PROVIDED TEXT.
- - - -

Thank you, Francesco
> On 3 Feb 2022, at 18:21, Francesco Guardiani <france...@ververica.com> wrote:
>
> Hi,
>
> I think the more stable option would be the first one, as it also gives you
> more flexibility. Reading the row as string and then parsing it in a query
> definitely costs more, and makes less straightforward to use the other Schema
> features of table, such as watermark definition, primary keys, etc.
>
> I guess you can implement it straightforwardly subclassing the existing json
> format provided by flink, in particular JsonRowDataDeserializationSchema.
>
> A third solution would be to create a SplitFunction, like the one you
> created, which directly performs the parsing, outputting rows rather than
> strings. This removes the double parsing issue, but still create problems
> when interacting with other schema features.
>
> Hope it helps,
> FG
>
> On Thu, Feb 3, 2022 at 3:56 PM Илья Соин <ilya.soin...@gmail.com
> <mailto:ilya.soin...@gmail.com>> wrote:
> Hi,
>
> I’m using the Table / SQL API.
>
> I have a stream of strings, where each message contains several json strings
> separated by "\n”.
> For example:
> {“timestamp”: “2021-01-01T00:00:00”, person: {“name”: “Vasya”}}\n
> {“timestamp”: “2021-01-01T01:00:00”, person: {“name”: “Max” }}
>
> I would like to split each message by “\n”, parse each string as a json
> object and get some of the fields.

- - - -

SUPPLIED MATERIAL.
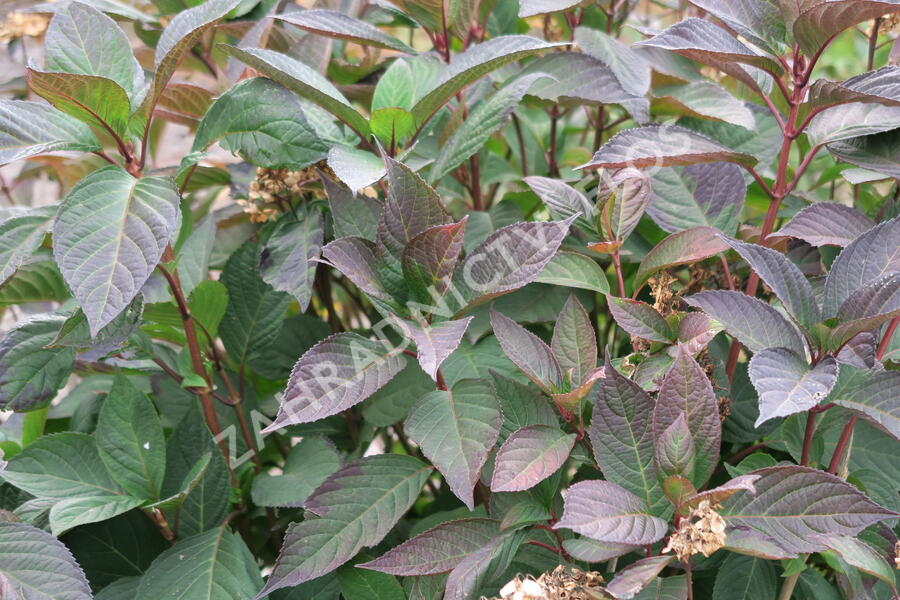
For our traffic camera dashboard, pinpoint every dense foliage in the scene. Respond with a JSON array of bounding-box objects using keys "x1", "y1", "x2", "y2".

- - - -

COMPLETE THE FOLLOWING.
1 > From the Flink JSON thread, reproduce the passage starting with "Thank you, Francesco" and going on through "primary keys, etc.".
2 > Shorten the paragraph of the Flink JSON thread that begins "A third solution would be to create a SplitFunction" while keeping its main facts.
3 > Continue the Flink JSON thread after the last line shown.
Nothing in the listing is needed for this work.

ANSWERS TO THE PROBLEMS.
1 >
Thank you, Francesco
> On 3 Feb 2022, at 18:21, Francesco Guardiani <france...@ververica.com> wrote:
>
> Hi,
>
> I think the more stable option would be the first one, as it also gives you
> more flexibility. Reading the row as string and then parsing it in a query
> definitely costs more, and makes less straightforward to use the other Schema
> features of table, such as watermark definition, primary keys, etc.

2 > A third option is a SplitFunction, like the one already written, that does the parsing itself and outputs rows instead of strings. This avoids parsing twice but still causes trouble with other schema features.

3 >
>
> AFIK there are 2 ways to do it:
>
> 1) Write custom deserialiser and provide it in source table DDL, i.e.
> CREATE TABLE source (
> timestamp STRING,
> person: ROW(name STRING)
> )
> WITH(‘format’ = ‘multiline-json’, …);
>
> 2) Use ‘format’ = ‘raw’ and extract the needed fields using .jsonValue, i.e.
>
> CREATE TABLE source (
> row STRING
> );
>
> env.from("source")
> .joinLateral(
> call(SplitFunction.class, $("row"), "\n").as(“msg")
> )
> .select(
> $("msg").jsonValue("$.timestamp", DataTypes.STRING()),
> $("msg").jsonValue(“$.person.name <http://person.name/>",
> DataTypes.STRING()).as(“name”)
> );
>
> In 2), will each call of .jsonValue parse the string all over again or will
> it reuse the same JsonNode object internally? Which option better fits my
> problem?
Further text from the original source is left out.